In order to be able to understand the results better, in

addition to choosing one of the above options for rating each

summary, we also asked the developers to tag each of the

terms that appear in a summary as either relevant or

irrelevant for the method or class under analysis. The

developers were provided with a form for each method or

class, which contained the summaries, each followed by the

list of terms in the summary. Next to each term in this list

there was an empty box where developers were asked to

write a 0 when they considered the term irrelevant, and a 1

when the term was relevant. The developers had access to

the source code of both systems at all times and they were

not given a time limit to finish the evaluation. To minimize

the evaluation bias, developers were not given any other

instructions on assessing the summaries or the relevance of

the terms.

D. Follow-up questionnaire

In order to understand how the developers performed the

evaluation and get more insight into the results of the study,

we asked the developers to answer three follow-up questions.

We report here on the answers we received from developers

in the follow-up questionnaire in order to better understand

the results that follow.

The first question we asked was: What was the process

you followed when rating the summaries?

Two of the developers, D1 and D2, followed very similar

processes when rating summaries. They started by

extracting a list of relevant words from the source code, i.e.,

the words they considered should appear in the summary.

> **TASKS TO CARRY OUT**
- A) In the passage about developers rating code summaries, what items did each form for a method or class contain? List every one the passage names.
- B) Carry on the passage about developers rating code summaries, starting right after its final sentence.
The entries after this point are separate material with no connection to the passage about developers rating code summaries.

> **ENTRIES SHOWN**
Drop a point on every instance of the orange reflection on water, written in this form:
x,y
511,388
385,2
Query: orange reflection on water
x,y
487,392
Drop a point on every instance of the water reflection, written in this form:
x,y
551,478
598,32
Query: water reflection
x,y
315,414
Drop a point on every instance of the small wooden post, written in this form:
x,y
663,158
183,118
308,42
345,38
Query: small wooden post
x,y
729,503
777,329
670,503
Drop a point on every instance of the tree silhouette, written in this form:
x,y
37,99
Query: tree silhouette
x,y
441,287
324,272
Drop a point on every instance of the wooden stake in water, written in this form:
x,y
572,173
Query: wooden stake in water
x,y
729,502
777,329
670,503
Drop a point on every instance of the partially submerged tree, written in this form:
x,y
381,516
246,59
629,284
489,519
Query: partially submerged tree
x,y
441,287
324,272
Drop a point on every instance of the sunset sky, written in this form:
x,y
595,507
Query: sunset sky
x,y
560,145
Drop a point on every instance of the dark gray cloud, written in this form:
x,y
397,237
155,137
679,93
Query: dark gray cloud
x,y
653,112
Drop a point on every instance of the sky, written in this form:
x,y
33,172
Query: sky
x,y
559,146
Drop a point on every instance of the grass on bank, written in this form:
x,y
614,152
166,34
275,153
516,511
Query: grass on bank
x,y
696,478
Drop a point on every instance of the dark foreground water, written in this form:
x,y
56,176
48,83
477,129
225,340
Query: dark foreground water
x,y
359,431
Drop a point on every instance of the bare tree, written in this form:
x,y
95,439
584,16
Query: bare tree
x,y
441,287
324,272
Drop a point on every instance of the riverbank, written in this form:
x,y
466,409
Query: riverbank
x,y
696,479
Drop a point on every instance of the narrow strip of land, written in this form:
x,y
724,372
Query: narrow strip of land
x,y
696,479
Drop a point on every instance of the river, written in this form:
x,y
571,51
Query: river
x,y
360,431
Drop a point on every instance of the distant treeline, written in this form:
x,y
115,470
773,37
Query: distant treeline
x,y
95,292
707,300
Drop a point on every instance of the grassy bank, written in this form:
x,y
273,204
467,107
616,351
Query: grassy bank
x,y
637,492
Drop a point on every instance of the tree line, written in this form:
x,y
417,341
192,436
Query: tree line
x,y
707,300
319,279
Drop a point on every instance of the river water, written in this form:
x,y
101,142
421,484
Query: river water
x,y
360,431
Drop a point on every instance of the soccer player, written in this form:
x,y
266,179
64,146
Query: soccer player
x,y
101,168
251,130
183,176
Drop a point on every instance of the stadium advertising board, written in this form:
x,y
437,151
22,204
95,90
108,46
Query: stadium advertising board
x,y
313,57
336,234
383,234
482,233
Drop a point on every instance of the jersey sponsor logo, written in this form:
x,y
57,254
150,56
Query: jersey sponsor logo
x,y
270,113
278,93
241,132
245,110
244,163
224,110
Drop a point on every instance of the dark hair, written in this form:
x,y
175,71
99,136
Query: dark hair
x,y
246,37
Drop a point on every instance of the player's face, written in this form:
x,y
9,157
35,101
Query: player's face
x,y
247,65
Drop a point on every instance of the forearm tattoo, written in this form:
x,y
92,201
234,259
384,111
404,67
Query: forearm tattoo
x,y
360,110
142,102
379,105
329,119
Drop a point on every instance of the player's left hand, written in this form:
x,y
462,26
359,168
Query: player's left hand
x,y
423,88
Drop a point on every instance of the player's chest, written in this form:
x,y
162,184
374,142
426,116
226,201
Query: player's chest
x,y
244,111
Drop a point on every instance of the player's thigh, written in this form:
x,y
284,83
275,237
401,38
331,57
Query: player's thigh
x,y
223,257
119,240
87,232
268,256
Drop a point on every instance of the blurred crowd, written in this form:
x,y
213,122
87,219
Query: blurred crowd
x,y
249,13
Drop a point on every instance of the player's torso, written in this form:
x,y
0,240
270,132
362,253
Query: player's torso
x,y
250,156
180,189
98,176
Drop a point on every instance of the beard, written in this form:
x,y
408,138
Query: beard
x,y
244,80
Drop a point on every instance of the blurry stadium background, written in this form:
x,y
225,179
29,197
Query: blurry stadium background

> **RESULTS OF THE TASKS**
- A)
- The summaries
- After each summary, the list of terms that appear in it
- Next to each term, an empty box where the developer wrote 0 for irrelevant or 1 for relevant

- B)
Then, they rated all the summaries based on the terms they

had in mind and at the end they marked the terms as relevant

or irrelevant.

D3 and D4 did not extract the relevant terms from the

source code. D3 analyzed each summary and its terms

individually, rating the summary first and then marking each

of the terms as relevant or irrelevant. D4, on the other hand,

first compiled the list of unique terms found in all summaries

of a class/method and marked in this list the ones that were

relevant. Based on this list, D4 then marked all terms in all

summaries as relevant or irrelevant and then rated the

summaries. All developers reported changing the initial

ratings of some of the summaries when they compared

summaries between them.

We observed that there is no connection between the

process followed by developers to rate summaries and the

scores they gave. For example, the pairs of developers (D2,

D4), and (D1, D3), who followed different processes, had

more similar ratings than (D1, D2), who followed a similar

process for rating summaries.

The second question was: What criteria did you use for

rating the summaries?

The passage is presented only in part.